■ Задания
a) Какую книгу принесли Пришвину незадолго до Нового года, судя по отрывку о нем?
b) Почему балерина Лепешинская оказалась в Кремлевской больнице, где с ней познакомился Пришвин? Ответьте по отрывку о Пришвине в одном–трех предложениях.
c) Продолжите отрывок о Пришвине с того места, где он заканчивается.

■ Исходный текст
Чувствую, старуха моя захлебывается от радости.
– А еще, – говорю, – мне кажется, что с земли можно выбраться и на небо, если же сожгут, то и полетишь в трубу прямо к чертям.
Боже мой! Какая радость загорелась у старухи от моих слов! И это была не прежня радость контрреволюционной кулацкой злобы, а чистейший фольклор или спокойный огонь на месте прошедшей борьбы».[1117]
Бог с ней, с кулацкой злобой, которую выкинули из Дневников, опубликованных в восьмом томе 1986 года, но оставили в шестом томе 1957-го – вот оно, движение времени и степени дозволенного! – главное, в этом диалоге словно высветилось взаимное прощение Пришвина и всех «церковных животных», начиная с безмысленной Аксюши…
Его перевезли домой, и там он провел последние недели. Приходили друзья – Капицы, Родионов, балерина Лепешинская, с которой Пришвин познакомился в Кремлевской больнице, куда она попала после того, как сломала ногу прямо во время спектакля. Незадолго до Нового года принесли ему прекрасно изданную книгу «Весна света».

■ Исходные данные
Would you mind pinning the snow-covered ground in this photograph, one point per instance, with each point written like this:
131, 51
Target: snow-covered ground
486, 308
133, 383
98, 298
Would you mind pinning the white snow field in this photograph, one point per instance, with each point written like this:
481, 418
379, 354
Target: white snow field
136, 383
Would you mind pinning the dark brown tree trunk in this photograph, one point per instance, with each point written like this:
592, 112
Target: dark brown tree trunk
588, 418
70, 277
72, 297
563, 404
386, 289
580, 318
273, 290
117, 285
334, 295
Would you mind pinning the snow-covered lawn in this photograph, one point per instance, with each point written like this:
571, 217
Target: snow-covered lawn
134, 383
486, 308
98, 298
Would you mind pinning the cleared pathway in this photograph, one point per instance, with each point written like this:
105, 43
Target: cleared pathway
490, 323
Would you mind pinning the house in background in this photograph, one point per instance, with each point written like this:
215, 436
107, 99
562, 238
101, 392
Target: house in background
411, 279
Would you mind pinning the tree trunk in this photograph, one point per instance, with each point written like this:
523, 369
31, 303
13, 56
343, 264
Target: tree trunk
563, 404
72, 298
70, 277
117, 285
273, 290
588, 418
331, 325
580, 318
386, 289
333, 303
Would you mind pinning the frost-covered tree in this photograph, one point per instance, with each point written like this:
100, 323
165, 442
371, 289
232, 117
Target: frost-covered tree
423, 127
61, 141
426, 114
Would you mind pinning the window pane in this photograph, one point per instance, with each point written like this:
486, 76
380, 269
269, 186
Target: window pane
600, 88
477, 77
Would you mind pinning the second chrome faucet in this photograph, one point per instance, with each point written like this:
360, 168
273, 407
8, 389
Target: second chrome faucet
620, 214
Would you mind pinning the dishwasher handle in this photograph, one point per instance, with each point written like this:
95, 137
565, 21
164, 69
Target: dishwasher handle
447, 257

■ Ваши ответы
a) Прекрасно изданную книгу «Весна света».

b) Она сломала ногу прямо во время спектакля и после этого попала в Кремлевскую больницу. Там Пришвин с ней и познакомился.

c)
«Мало ли чего в нашей жизни было разбито, но я спас и вывел людям „весну света“»,[1118] – написал он меньше чем за три недели до смерти.
Смертельно больной Пришвин узнал о кончине Бунина (8 ноября).[1119]
Об этом эпизоде рассказывается в мемуарах писателя Ф. Е. Каманина:
«Я – не знаю уж, как это вышло, – спросил у Валерии Дмитриевны, читала ли она сообщение, что в Париже умер Иван Бунин. Спросил очень тихо, и так же тихо она ответила, что нет, не читала, ей не до газет теперь. И тут Михаил Михайлович, хоть и не смотрел на нас и слух у него давно уже сдал, сделал шаг ко мне.
– Что, что ты сказал?
Я молчал, потерявшись, но он запрокинул голову, с невыразимой тоской, несколько раз повторил:
– Бунин умер… Бунин умер!.. А-а!.. В Париже, в чужой земле. Бунин умер, а-а!»[1120]
Пришвин пережил его на два месяца и похоронен был в Москве, на Введенском кладбище.
Перед самой смертью, по свидетельству Валерии Дмитриевны, бывшей с ним до последнего вздоха, Михаил Михайлович сильно затосковал.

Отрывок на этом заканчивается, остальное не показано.